Exercise objective
Without the pictures, repeat all of the data exactly as it appears below.

** Opening Supplied entries block **

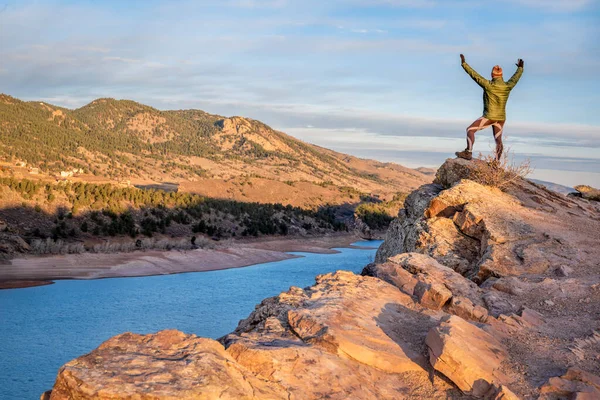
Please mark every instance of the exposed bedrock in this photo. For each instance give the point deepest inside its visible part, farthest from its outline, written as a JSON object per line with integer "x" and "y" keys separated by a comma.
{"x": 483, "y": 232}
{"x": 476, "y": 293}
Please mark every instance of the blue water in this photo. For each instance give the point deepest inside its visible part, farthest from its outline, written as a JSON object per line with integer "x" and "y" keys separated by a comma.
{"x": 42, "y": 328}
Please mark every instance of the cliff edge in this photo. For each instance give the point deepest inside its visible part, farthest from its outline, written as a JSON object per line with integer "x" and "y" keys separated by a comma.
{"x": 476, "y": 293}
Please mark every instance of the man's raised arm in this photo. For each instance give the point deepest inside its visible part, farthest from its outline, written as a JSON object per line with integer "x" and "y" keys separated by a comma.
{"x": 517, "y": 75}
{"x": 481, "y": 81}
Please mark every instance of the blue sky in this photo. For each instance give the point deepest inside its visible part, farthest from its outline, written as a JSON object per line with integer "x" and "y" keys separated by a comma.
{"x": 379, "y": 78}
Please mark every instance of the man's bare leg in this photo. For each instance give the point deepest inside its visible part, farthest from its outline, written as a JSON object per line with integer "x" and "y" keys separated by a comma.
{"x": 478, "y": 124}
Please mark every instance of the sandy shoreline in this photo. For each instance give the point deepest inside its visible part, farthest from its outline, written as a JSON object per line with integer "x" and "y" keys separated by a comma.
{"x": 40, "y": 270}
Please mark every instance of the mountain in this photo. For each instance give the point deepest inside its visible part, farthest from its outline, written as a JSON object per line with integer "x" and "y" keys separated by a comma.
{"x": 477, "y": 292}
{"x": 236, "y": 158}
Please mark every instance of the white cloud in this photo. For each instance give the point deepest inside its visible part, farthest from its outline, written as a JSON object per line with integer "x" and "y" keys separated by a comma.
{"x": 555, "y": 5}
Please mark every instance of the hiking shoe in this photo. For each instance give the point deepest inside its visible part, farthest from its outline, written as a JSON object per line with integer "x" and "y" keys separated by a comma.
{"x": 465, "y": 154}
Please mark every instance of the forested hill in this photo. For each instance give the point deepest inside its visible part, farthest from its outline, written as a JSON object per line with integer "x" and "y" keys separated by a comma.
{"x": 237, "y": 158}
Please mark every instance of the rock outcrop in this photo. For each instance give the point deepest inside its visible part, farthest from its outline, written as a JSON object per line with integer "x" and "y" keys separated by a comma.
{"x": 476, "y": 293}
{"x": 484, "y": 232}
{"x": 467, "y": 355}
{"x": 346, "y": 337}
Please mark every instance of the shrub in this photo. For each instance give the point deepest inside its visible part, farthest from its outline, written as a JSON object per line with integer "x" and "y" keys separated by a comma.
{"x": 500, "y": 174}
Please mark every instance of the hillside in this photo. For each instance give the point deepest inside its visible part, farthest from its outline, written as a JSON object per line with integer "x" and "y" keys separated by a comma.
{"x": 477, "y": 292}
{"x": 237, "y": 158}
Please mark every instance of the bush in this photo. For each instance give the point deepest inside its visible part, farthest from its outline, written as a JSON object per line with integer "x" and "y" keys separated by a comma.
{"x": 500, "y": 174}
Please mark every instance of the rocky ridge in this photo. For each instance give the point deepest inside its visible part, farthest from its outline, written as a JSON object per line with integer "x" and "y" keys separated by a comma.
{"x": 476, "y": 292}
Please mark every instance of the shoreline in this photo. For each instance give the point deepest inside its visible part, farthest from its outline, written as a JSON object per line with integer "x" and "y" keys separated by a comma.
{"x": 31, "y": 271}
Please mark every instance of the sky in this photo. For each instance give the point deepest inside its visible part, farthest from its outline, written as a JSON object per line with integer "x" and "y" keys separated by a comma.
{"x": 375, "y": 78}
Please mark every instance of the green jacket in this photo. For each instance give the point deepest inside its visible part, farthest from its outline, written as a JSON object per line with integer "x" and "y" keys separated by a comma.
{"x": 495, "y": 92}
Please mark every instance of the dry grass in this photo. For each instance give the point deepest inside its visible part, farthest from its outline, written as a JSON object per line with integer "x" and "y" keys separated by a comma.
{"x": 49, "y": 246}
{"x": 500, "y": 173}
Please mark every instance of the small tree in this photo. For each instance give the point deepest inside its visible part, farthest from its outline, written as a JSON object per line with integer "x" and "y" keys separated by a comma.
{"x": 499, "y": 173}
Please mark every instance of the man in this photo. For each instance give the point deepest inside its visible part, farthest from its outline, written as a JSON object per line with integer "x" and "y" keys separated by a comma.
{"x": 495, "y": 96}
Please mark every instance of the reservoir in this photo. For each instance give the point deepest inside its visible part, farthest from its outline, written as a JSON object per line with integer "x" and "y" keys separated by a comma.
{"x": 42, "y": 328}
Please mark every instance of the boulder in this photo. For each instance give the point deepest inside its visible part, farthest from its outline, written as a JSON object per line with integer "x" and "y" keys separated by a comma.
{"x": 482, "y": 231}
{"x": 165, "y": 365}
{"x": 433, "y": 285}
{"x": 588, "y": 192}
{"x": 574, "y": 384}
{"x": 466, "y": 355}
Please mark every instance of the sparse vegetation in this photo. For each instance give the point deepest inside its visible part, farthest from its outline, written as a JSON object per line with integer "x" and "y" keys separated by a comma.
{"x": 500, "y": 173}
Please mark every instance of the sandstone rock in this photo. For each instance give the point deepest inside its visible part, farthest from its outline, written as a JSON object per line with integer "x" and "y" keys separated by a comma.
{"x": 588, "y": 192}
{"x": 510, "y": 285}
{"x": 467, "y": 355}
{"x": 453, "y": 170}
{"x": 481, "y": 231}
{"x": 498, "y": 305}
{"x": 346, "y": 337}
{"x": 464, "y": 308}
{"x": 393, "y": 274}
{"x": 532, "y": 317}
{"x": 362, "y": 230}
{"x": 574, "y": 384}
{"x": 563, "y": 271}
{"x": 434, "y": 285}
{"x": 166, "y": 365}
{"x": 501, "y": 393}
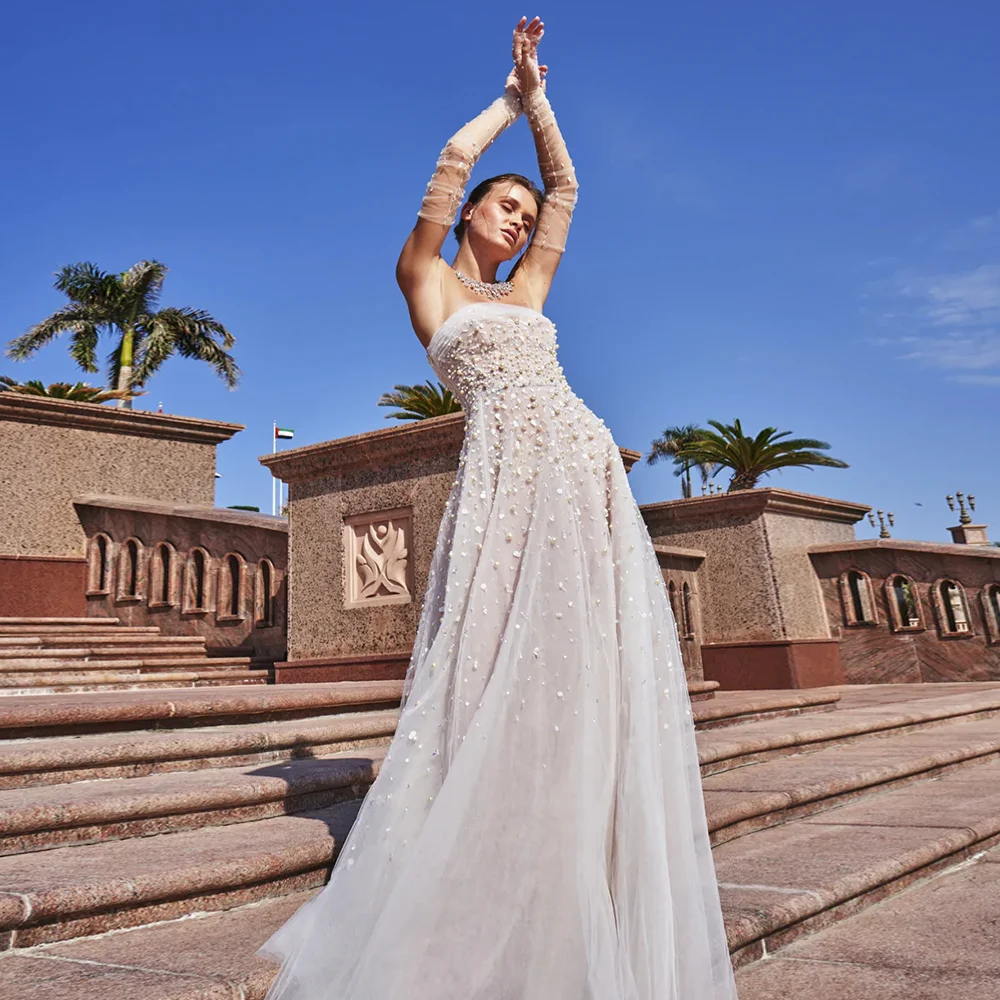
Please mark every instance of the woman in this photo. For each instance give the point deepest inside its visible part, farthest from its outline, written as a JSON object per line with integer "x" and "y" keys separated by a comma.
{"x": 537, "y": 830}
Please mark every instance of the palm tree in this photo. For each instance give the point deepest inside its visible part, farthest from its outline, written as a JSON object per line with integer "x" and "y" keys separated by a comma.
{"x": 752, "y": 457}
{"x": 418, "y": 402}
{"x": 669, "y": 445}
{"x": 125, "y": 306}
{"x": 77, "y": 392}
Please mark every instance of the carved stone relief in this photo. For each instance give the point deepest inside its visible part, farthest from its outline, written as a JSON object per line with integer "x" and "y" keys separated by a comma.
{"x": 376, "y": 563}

** Closing Supplied entries block **

Reply to the task
Please mark every instance of the exposed bedrock in this photo. For each instance give the point deepest inside its visible part, farthest from its outline, written as a JSON object per line with integer "x" and "y" keys separated by a comma.
{"x": 483, "y": 232}
{"x": 476, "y": 293}
Please mark every instance of the blue water in this photo. For each instance give the point deepest inside its visible part, farthest from its outline, written as a JSON object per line with integer "x" and "y" keys separated by a comma.
{"x": 42, "y": 328}
Please mark every instance of the cliff edge in this photo. For each instance give the point deepest inside its visible part, farthest from its outline, written as a JSON object per line with integer "x" and "y" keys separated by a comma.
{"x": 476, "y": 293}
Please mark every instance of the man's raised arm in this photo. For each instance give the point deepest inside its visible part, farthest from its outline, written as a JSON object per line with integer "x" and "y" keys separated by a comma.
{"x": 517, "y": 75}
{"x": 481, "y": 81}
Please mark every instance of the blue sky in this photo. For each instance give the point deepest inside its visible part, farthest from its outline, written as a JSON object per line with integer "x" and "y" keys separated by a comma.
{"x": 379, "y": 78}
Please mark every instance of the man's bare leg in this photo. For each instance give the point deepest inside its visible part, farthest from its outline, written as a JSON object per line with integer "x" and "y" keys separated by a comma.
{"x": 478, "y": 124}
Please mark every instance of the sandy shoreline in this photo. For each instance give the point deepest inside its visible part, farthest from its outline, written as a JSON object per line with integer "x" and "y" keys separated by a comma.
{"x": 40, "y": 270}
Please mark every instance of the mountain in this photo. For each instance give the point deepest inside its visible part, farthest from its outline, written as a JSON object per line with integer "x" and "y" keys separated by a comma.
{"x": 477, "y": 292}
{"x": 236, "y": 158}
Please mark every instance of the white cloud in this photo. For each instance give the point deepest inside its visible part, farthest from its outline, written as a JSON object per line with integer "x" and "y" keys separated by a comma.
{"x": 555, "y": 5}
Please mark every instance of the hiking shoe in this photo. For each instance give the point deepest inside its visible part, farthest from its outline, written as a JSON object per line with integer "x" and "y" keys separated by a comma.
{"x": 465, "y": 154}
Please mark every instance of the forested hill in this photo. For each instance give the point deepest inside its visible part, farthest from its outline, written as a JSON object per line with integer "x" and "y" keys separated by a comma.
{"x": 237, "y": 158}
Please mark every instance of the rock outcrop in this photo. For each instance give the point deepest inside its visible part, farthest from its outline, written as a JSON object per line with integer "x" and "y" keys separated by a comma.
{"x": 476, "y": 293}
{"x": 484, "y": 232}
{"x": 467, "y": 355}
{"x": 346, "y": 337}
Please mark every instance of the shrub in this photo. For each instance give the point deepest inside its visible part, farthest from its outline, written as a JSON object per line with integer "x" and "y" keys separated by a comma.
{"x": 500, "y": 174}
Please mark every instance of the hillside in this photo. For each instance give the point deepest inside its visible part, farthest from its outline, written as a JSON object per line with integer "x" and "y" keys separated by a comma.
{"x": 477, "y": 292}
{"x": 237, "y": 158}
Please mark every instance of the bush in this photo. For each instance give the point deepest inside its visible part, farthest from its outline, written as a JSON object per line with integer "x" and "y" keys separated by a comma.
{"x": 500, "y": 174}
Please mark every instance of the rocky ridge in this photo. For each instance give the point deepest inside its visible part, farthest from its outline, written as a JSON object per line with integer "x" and "y" keys separated by a comma.
{"x": 476, "y": 292}
Please mark every instance of the shoreline in this photo. For each instance give the point deepest inside its visible part, farthest from its outline, written as a JSON object per line with integer "x" and "y" keys separated by a comma.
{"x": 31, "y": 271}
Please mark every instance of the sky in this photo. For each instance give the point deepest inside its visible part, farthest from its outline, written as a JSON object per line with integer "x" and "y" keys separated by a comma.
{"x": 375, "y": 78}
Please mark every instance of the green jacket in this photo. For each instance give the point deepest inside its visible part, farthest from its outline, written as a JSON object per line with integer "x" and "y" keys separated by a comma.
{"x": 495, "y": 92}
Please mark every instance of the dry grass in this photo. For each instance give the point deepest inside its visible part, farthest from its outline, written as a JSON object per line with integer "x" and "y" keys separated by a comma.
{"x": 49, "y": 246}
{"x": 500, "y": 173}
Please mark every instance of the small tree in this photo. For each instance give the point deepest inside its visible part, farthest from its outline, written as a JSON object per line with integer "x" and "y" keys separated by a comma.
{"x": 499, "y": 173}
Please mark every instance of the man in this photo. For each instance give the point deepest inside its visible part, farthest from its outline, written as a JSON object per line with integer "x" and "y" keys separated by a comma.
{"x": 495, "y": 96}
Please mark every instance of the reservoir in this photo. For each instance give the point deepest inside its visible part, farthest from its outline, written as a JSON object per line with integer "x" and "y" keys separated by a comma.
{"x": 42, "y": 328}
Please mark every instance of the boulder in this photo. For each instance give the point deepest inside its visible part, farthest from its outline, written as a JSON object per line with integer "x" and "y" keys separated by a comma.
{"x": 482, "y": 231}
{"x": 165, "y": 365}
{"x": 433, "y": 285}
{"x": 588, "y": 192}
{"x": 574, "y": 384}
{"x": 466, "y": 355}
Please mark every instance of the sparse vegetation in this photo. For each instance give the point deepest inside its visible part, farthest from its outline, written as a JSON object per line with integer "x" and "y" keys separated by a comma.
{"x": 500, "y": 173}
Please mark every instance of the sandstone rock in this photo. For each instance give the point deepest inside its visible part, farthest from its outline, written as a JSON object per line with integer "x" and "y" keys separated by a comma.
{"x": 588, "y": 192}
{"x": 510, "y": 285}
{"x": 467, "y": 355}
{"x": 453, "y": 170}
{"x": 481, "y": 231}
{"x": 498, "y": 305}
{"x": 346, "y": 337}
{"x": 464, "y": 308}
{"x": 393, "y": 274}
{"x": 532, "y": 317}
{"x": 362, "y": 230}
{"x": 574, "y": 384}
{"x": 563, "y": 271}
{"x": 434, "y": 285}
{"x": 166, "y": 365}
{"x": 501, "y": 393}
Please mark every instance of the woman in this photo. For each instance give the point deepest inside its visible part, farthest from its outline, written as a JSON object per line with integer "x" and "y" keys separated by a comma.
{"x": 537, "y": 830}
Please mark every instance of the palm tree in this photo. For each instance give the point deepest inside its visible part, farthest from its outline, written as a JSON object per line with integer "x" and "y" keys separated by a comma.
{"x": 752, "y": 457}
{"x": 418, "y": 402}
{"x": 669, "y": 445}
{"x": 125, "y": 306}
{"x": 77, "y": 392}
Please mark every instance of the carved stone relief in this photo. For each instance give the point deepest inside its visible part, farthest from its outline, written as a JSON object per line with integer "x" and "y" keys separated by a comma.
{"x": 376, "y": 563}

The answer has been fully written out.